Collection entries

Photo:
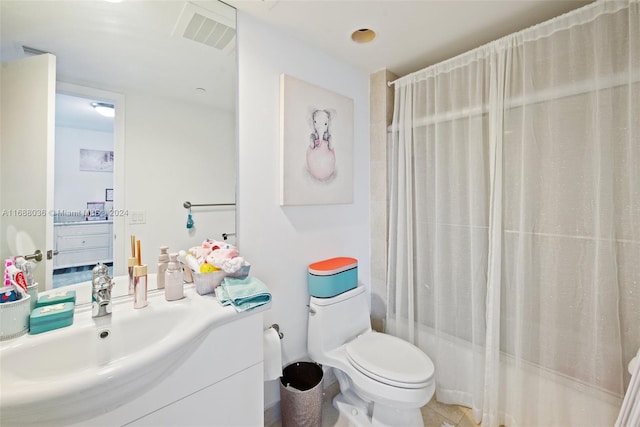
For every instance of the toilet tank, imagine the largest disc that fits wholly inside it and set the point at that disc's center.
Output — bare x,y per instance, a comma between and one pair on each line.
336,320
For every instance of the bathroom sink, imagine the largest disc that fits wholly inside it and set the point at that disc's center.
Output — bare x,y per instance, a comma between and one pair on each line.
96,364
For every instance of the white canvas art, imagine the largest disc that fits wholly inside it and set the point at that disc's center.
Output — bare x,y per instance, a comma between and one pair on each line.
316,145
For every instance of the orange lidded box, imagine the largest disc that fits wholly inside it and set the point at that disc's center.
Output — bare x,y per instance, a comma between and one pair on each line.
332,276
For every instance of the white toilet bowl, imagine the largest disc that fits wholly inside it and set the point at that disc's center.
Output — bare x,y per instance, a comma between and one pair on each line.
384,380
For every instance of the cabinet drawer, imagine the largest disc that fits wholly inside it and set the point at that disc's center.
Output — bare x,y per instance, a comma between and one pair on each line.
89,241
78,230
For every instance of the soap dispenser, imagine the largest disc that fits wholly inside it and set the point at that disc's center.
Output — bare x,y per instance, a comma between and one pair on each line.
163,263
173,289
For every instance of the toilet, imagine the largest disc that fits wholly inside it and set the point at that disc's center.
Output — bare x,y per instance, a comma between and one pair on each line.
383,379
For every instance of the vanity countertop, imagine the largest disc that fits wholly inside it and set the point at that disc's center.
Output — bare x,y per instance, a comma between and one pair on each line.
106,221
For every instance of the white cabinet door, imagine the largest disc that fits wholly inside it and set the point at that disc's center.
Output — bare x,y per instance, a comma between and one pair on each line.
235,401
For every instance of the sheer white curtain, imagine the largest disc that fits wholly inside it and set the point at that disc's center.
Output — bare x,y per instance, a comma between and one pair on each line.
514,249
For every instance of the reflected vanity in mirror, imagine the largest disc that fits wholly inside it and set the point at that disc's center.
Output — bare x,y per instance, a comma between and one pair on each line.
169,70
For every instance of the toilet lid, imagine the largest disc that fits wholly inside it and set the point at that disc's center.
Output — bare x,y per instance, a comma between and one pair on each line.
390,360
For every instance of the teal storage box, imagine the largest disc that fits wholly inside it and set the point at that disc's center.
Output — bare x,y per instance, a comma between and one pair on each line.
50,317
56,297
332,276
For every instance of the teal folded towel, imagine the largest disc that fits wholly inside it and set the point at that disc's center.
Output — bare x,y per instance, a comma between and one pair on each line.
243,293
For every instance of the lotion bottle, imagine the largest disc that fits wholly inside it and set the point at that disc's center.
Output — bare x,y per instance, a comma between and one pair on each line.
174,286
163,263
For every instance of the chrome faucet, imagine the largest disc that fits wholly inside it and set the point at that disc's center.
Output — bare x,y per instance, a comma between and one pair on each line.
101,285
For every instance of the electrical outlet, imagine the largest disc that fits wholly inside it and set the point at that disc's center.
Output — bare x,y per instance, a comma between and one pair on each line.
138,217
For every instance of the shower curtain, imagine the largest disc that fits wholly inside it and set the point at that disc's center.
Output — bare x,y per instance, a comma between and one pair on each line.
514,219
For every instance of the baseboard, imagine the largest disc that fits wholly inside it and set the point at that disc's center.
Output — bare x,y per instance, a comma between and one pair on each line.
272,414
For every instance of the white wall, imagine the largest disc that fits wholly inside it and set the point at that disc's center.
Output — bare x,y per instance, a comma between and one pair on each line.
279,241
73,188
176,152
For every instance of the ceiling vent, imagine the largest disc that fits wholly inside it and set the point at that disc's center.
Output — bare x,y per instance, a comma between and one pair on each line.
214,26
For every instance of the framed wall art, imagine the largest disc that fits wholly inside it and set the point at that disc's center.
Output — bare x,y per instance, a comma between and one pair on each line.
316,144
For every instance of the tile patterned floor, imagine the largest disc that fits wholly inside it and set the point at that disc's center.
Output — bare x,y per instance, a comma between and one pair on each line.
434,414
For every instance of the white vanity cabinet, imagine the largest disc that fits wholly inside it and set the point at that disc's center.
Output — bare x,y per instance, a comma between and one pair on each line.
83,243
220,383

** WHAT YOU ARE ASKED TO DO **
Print each entry shown above with exact wording and no pictures.

** THE OUTPUT **
Photo:
For every instance of the toilet tank, imagine the largest disc that fits wholly inside it and set the point at that disc's center.
Output — bare x,y per instance, a comma between and one pair on each line.
336,320
For every instance of the bathroom sink, imagine the largest disc that fits wholly inside it and set the point at that disc's center.
Output — bare x,y per instance, a comma between and one pair on each line.
96,364
For every instance of the white canvas art, imagine the largest disc that fits wholly inside it and set the point at that disc's center.
Output — bare x,y per instance, a comma between and one pair on each line.
316,145
For every instance of the orange lidded box, imagine the largest disc that fits wholly inside it and set the point at that disc's center.
Output — bare x,y per instance, a comma between and one pair on each line.
332,276
For every instance of the white toilet bowl, imagine the largest disc that fits wholly inside it and set the point at that disc's center.
Output — bare x,y per instance, a comma between and one pair on each line.
384,380
For every instance of the cabinet drawer, imagine the largest disc that fits wholly inside it and set the point at that disc's center.
Output — bare x,y per instance, a comma between and one pair on each line.
89,241
78,230
For every instance of the soap dispenser, imagine the largest disc that fits wholly inside it and set the point at that disc's center.
Output — bare x,y per instance, a comma between and one pair on each line.
163,263
173,289
For every instance of the toilet, imagine the largest disc that fits wholly inside it and set the point at that disc's center.
Output — bare x,y per instance, a comma between and one pair on each line.
383,379
For every instance of the vanity countertop, imagine the largest disc that fits wholly inside it and set the point at that disc's center.
Output — bare x,y per instance, a comma between and one pair on each line.
106,221
For every instance of the white cabinet door, imagine the largest disc that fits wholly inside it and set the point at that disc's center.
Output — bare x,y per instance, a comma between and one pair on each line.
235,401
For every instance of the sheer white curtain, imagine the largest disc that fits wholly inside it and set the point at that disc's center.
Output — bare x,y per instance, a comma between and one pair on each line.
514,249
For every instance of the reflected vanity in mirror, imagine the largest disc that fits wholly inside it and set the point at that disc's center.
Output — bare x,y per instance, a comma between and one pair on each line.
169,70
For every instance of the toilet lid, imagine the largest disc that fits wholly inside it and set the point at that disc's center.
Output — bare x,y per instance, a comma between and one pair on each line.
390,360
For every instance of the teal storage box, imagine the largest disc that fits wholly inside it and set the point at that disc's center.
Output — bare x,y per instance, a comma between and one pair on each line.
50,317
56,297
332,276
For every instance of the teal folded towel, imagine the largest disc that fits wholly inside it and set the point at that disc's center.
Output — bare x,y per instance, a comma between and one pair on each line.
243,293
For every instance of the lotion bottle, imagine the largest disc that fits wholly inside it and set the point at that disc's center.
Output — bare x,y per instance, a comma between and one pair on each line.
174,286
163,263
For every instance of the chrome faucet, imagine the largest disc that fits wholly inside it and set the point at that disc's center.
Output — bare x,y per instance, a comma between and one pair on each line.
101,285
For every instance of the electrical outlet, imagine the largest disc that fits wholly inside it and set the point at that disc's center.
Output — bare x,y per instance, a comma between and one pair on each line.
138,217
For every instance of the shower curtain, imagine the largest disc that fits wholly inside it and set the point at that disc's center.
Output — bare x,y per instance, a comma between and one pair on each line.
514,219
For every instance of the baseboard, imagine the largest disc that fits wholly inside it and set the point at that disc's center.
Output — bare x,y per instance, a comma between and one pair on each line.
272,414
For every instance of the white wall, imagine the largest disc that fits wholly inside it and set the point at that disc's center.
Output — bare x,y per instance, a comma between and one pair on each line.
279,241
73,188
176,152
For every instance of the ceiling vent, imagine the largest disc that fits wholly inside it and set the point at that disc's center.
Output — bare x,y per instance, a comma between and one pair on each line.
214,26
For every instance of the framed wall art, imagine the largest disc that fits wholly inside it and set the point at that disc's center.
Output — bare x,y per instance, a comma between and one pair on each line.
316,144
For every instance of the tile patterned floor, imagine the largest disc that fits wholly inside it and set the point at that disc's center.
Output — bare x,y per instance, a comma between and one pair on each line.
434,414
For every instance of the white vanity cabinet, imagine the largest disc that fits wholly inside it and set the point at that disc's center.
Output — bare x,y per instance, a comma between and one pair on each line.
83,243
220,383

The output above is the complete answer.